## Acciones requeridas
**a.** En el texto sobre la polarización política en Colombia, ¿con qué se compara a los algoritmos en lugar de con espejos?
**b.** Escribe la continuación del texto sobre la polarización política en Colombia a partir de su última oración.

## Fragmento de texto
______________________________

Estas últimas semanas han sido de las más dolorosas que ha vivido el país en los últimos años. Muchos sentimos que estamos retrocediendo décadas, en un ambiente en el que reina la desesperanza y el miedo. El atentado contra el senador y precandidato Miguel Uribe, sumado a los ataques coordinados en distintas zonas del país —incluida La Guajira—, son el síntoma más visible de la degradación del debate democrático.
Lo más preocupante no es solo la intolerancia de quienes creen que el adversario político no tiene derecho a hablar o que su opinión es inválida. También lo es el ecosistema que alimenta y amplifica esa actitud: bodegas digitales, campañas de odio, linchamientos virtuales y algoritmos que premian la indignación y el insulto por encima del argumento. La confrontación política ya no ocurre en la plaza pública: estalla y se multiplica en redes diseñadas para incitar emociones, no para fomentar pensamiento crítico.
La tecno-socióloga Zeynep Tufekci lo explicó con claridad: las redes sociales otorgan a activistas y organizaciones extremas una capacidad inédita para movilizarse con rapidez, pero esa misma velocidad las vuelve frágiles, sin estructura ni encuadramientos sólidos. En contextos de polarización como el colombiano, esa fragilidad se transforma en radicalización. Los algoritmos no son espejos que reflejan lo que somos, sino prismas que distorsionan: viralizan el extremo, no el contenido. No es el argumento el que circula, sino la indignación visceral y el amarillismo.
A esto se suma la presencia de bodegas financiadas que siembran odio, distorsionan la conversación pública y hostigan a quienes defienden posturas distintas. No solo manipulan los debates; también infunden miedo para silenciar a ciudadanos moderados, académicos, periodistas o líderes sociales que no encajan en los extremos.
Así se alimenta un círculo vicioso en el que la política gira en torno a transacciones. Como advierte la periodista Juanita León, mucha de la gobernabilidad del país está basada en la corrupción: el Estado se encuentra parcelado por acuerdos entre élites, donde el poder se negocia para reelegirse o financiar lujos, no para resolver los problemas reales de la ciudadanía.

______________________________

## Datos proporcionados
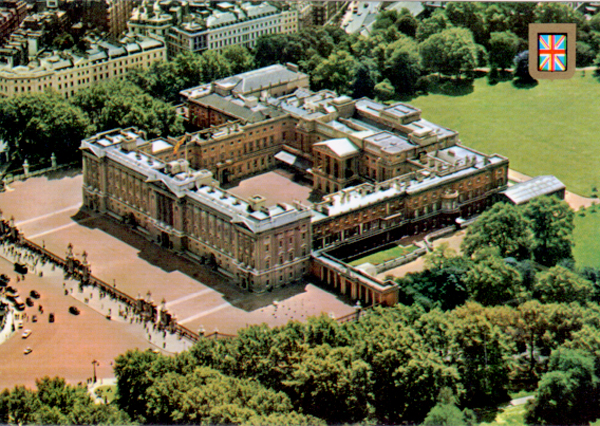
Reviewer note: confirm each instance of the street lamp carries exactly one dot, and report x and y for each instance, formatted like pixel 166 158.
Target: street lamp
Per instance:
pixel 94 364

______________________________

## Respuestas
**a.** Con prismas que distorsionan.

**b.**
A pesar de todo, no todo está perdido. Las marchas del silencio, hace unas semanas, mostraron que la sociedad no se ha resignado. Una encuesta de Invamer revela que el 89% de los colombianos percibe un aumento de la inseguridad y el 59% desconfía de las garantías para la oposición. Aun así, la mayoría sigue apostando por una salida democrática. Esa preocupación compartida es la semilla de una conversación que puede ser más poderosa que cualquier campaña de odio.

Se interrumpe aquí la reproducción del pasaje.